▶ **Given text**:
━━━
Reid Compares Health Reform Bill with Slavery, Suffrage

By Gorman Gorman

Dec 7, 2009 3:13pm

The pressure is heating up on Capitol Hill as the health care debate is in its 8th day. This from my colleague on the hill, Z. Byron Wolf:

Senate Majority Leader Harry Reid equated Republican attempts to slow down and scuttle Democrats' health care reform legislation with historic opposition to the end of slavery or the women's suffrage.

The comments are drawing anger from Republicans, who said the comments were inappropriate and unfair.

Here's what Reid said on the Senate floor Monday morning:

"Instead of joining us on the right side of history, all Republicans have come up with is this slow down, stop everything, let's start over," said Reid. "You think you've heard these same excuses before, you're right. When this country belatedly recognized the wrongs of slavery, there were those who dug in their heels and said, slow down, it's too early. Let's wait. Things aren't bad enough. When women spoke up for the right to speak up, they wanted to vote, some insisted slow down, there will be a better day to do that. The day isn't quite right. When this body was on the verge of guaranteeing equal civil rights to everyone, regardless of the color of their skin, some senators resorted to the same filibuster threats that we hear today. More recently, when chairman Chris Dodd of Connecticut, one of the people who will go down as a chief champion of the bill before us today, said that Americans should be able to take care of their families without fear of losing their jobs, you heard the same old excuses. seven years of fighting and more than one presidential veto, it was slow down, stop everything, start over. History is repeating itself before our eyes. There are now those who don't think it is the right time to reform health care. If not now, when, madam president? But the reality for many that feel that way, it will never, never be a good time to reform health care."

Democrats have consistently tried to paint their efforts to extend health insurance to all Americans as historic. Senators said that was also the thrust of President Obama's pep talk to Democratic lawmakers on Capitol Hill Sunday. But comparing opposition to health reform with opposition to the end of slavery is a new riff on the argument.

Republicans, when asked about the comments, said Reid was inappropriate today. At a press conference, Republican Sens. Tom Coburn of Oklahoma, John Thune of South Dakota and Saxby Chambliss of Georgia said Reid was infusing the issue of race into the health reform debate. Thune called the remarks "inflammatory."
━━━
▶ **Work order**: Reproduce the passage of the article on Reid's health reform remarks word for word, starting with "Dec 7, 2009" and going on through "the women's suffrage.".

▶ **Records shown**:
━━━
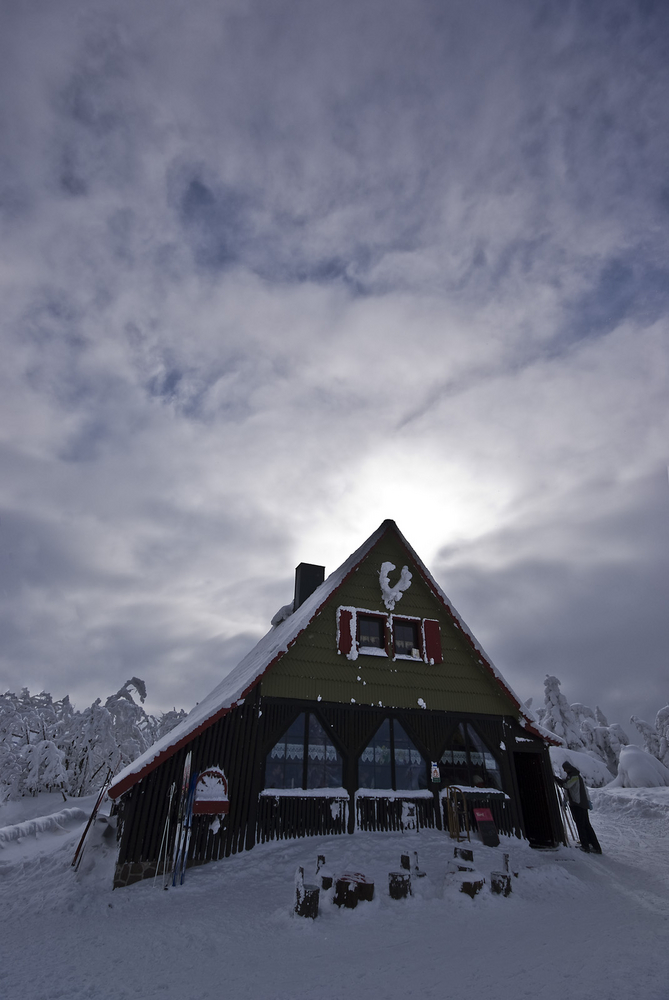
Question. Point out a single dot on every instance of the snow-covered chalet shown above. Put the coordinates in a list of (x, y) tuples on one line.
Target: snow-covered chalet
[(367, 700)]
━━━
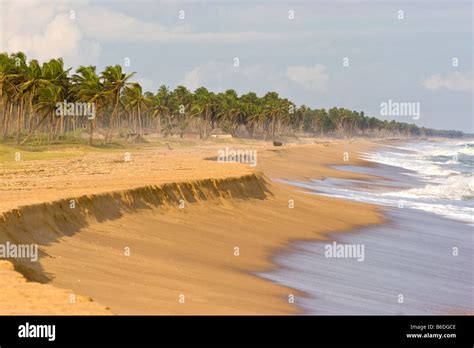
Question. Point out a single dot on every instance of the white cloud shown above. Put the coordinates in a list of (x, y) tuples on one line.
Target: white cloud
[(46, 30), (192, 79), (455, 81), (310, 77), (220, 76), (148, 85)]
━━━
▶ **Result for this task**:
Dec 7, 2009 3:13pm

The pressure is heating up on Capitol Hill as the health care debate is in its 8th day. This from my colleague on the hill, Z. Byron Wolf:

Senate Majority Leader Harry Reid equated Republican attempts to slow down and scuttle Democrats' health care reform legislation with historic opposition to the end of slavery or the women's suffrage.